____ Materials provided

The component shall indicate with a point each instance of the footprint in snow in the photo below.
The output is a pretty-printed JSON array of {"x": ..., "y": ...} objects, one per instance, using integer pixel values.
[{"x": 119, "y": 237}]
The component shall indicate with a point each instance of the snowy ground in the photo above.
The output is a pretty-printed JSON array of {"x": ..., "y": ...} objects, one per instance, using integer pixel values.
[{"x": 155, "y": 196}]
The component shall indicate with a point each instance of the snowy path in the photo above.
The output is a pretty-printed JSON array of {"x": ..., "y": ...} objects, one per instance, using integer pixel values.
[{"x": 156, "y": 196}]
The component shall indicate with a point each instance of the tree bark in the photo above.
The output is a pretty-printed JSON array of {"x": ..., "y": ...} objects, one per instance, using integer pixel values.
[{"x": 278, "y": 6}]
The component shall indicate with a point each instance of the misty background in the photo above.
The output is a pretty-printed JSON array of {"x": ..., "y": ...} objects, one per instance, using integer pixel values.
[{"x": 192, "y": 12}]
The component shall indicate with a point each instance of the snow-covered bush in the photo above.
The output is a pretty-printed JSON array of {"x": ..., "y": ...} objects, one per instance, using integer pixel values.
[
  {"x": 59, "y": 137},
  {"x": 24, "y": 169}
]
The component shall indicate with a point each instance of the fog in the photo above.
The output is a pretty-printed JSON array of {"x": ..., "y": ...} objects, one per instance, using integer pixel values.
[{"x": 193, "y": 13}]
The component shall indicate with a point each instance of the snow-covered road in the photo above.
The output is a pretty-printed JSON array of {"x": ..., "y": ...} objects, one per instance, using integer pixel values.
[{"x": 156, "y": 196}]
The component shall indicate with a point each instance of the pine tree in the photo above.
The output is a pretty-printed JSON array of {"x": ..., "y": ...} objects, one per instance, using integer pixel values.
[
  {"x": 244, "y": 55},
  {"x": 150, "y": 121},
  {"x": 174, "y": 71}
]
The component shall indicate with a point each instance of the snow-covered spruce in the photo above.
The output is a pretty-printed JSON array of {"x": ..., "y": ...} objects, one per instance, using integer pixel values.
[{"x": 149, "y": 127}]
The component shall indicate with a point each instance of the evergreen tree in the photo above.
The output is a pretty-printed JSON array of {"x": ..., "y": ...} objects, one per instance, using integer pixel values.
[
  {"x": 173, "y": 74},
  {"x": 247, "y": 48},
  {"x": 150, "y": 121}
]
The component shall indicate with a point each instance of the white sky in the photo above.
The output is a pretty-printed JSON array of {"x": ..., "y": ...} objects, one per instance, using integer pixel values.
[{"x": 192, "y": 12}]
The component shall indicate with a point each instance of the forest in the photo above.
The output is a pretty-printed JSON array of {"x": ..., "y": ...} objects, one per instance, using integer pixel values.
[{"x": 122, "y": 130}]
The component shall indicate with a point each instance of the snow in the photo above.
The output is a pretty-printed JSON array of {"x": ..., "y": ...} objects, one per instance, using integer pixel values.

________

== Written exercise ==
Repeat only the lines from the one holding "spruce in the photo above." through the last line of the data.

== Exercise output ==
The component shall indicate with a point each instance of the snow-covered spruce in the photo above.
The output is a pretty-printed JSON array of {"x": ..., "y": ...} objects, one per instance, using integer pixel values.
[{"x": 149, "y": 127}]
The component shall indicate with a point each instance of the evergreen tree in the photo above.
The output is a pretty-printed JSON array of {"x": ..., "y": ...} objects, one per instance, using integer pixel values.
[
  {"x": 173, "y": 74},
  {"x": 247, "y": 48},
  {"x": 150, "y": 121}
]
The component shall indicate with a point each instance of the white sky in the photo above.
The output is a pretty-printed JSON array of {"x": ..., "y": ...} objects, one per instance, using integer pixel values.
[{"x": 192, "y": 12}]
The component shall indicate with a point each instance of the forest in the photo above.
The output is a pretty-printed JSON array of {"x": ..., "y": ...} objects, one per instance, using integer pixel values.
[{"x": 122, "y": 130}]
The component shall indicate with a point each instance of the snow in the photo above.
The output is a pretty-printed JSON array of {"x": ..., "y": ...} objects, one per instance, using integer pixel values.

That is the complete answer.